> WHAT THIS EXERCISE ASKS:
- A) Quote the passage on early photography word for word, from "In the early" to "by the photographer.", with both ends included.
- B) Which two older, established visual arts does the passage on early photography name?

> DOCUMENT EXCERPT:
======
In the early history of photography, it was perceived as a medium, in poor relation to the older, established visual arts, such as drawing and painting. The arguments started from the fact that a camera is a mechanical instrument. Because the mechanical procedure of taking a picture is automatic, detractors claimed that photography required no coordination of hand and eye and none of the manual skills essential to drawing and painting. They also argued that photography required no creativity or imagination because the photographic subject was “ready-made” and did not require manipulation or control by the photographer.
======
> DATASET EXCERPT:
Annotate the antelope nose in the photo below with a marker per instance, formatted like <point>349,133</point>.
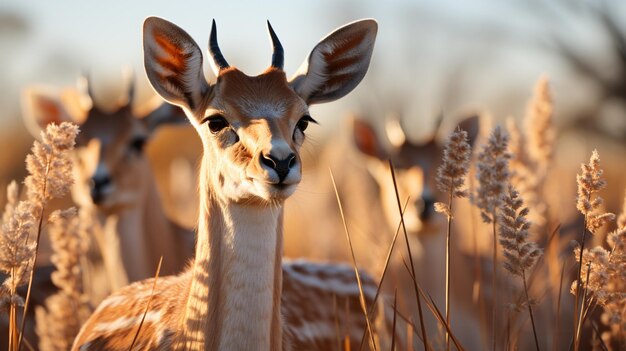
======
> RESPONSES TO THE EXERCISE:
- A)
In the early history of photography, it was perceived as a medium, in poor relation to the older, established visual arts, such as drawing and painting. The arguments started from the fact that a camera is a mechanical instrument. Because the mechanical procedure of taking a picture is automatic, detractors claimed that photography required no coordination of hand and eye and none of the manual skills essential to drawing and painting. They also argued that photography required no creativity or imagination because the photographic subject was “ready-made” and did not require manipulation or control by the photographer.

- B) Drawing and painting.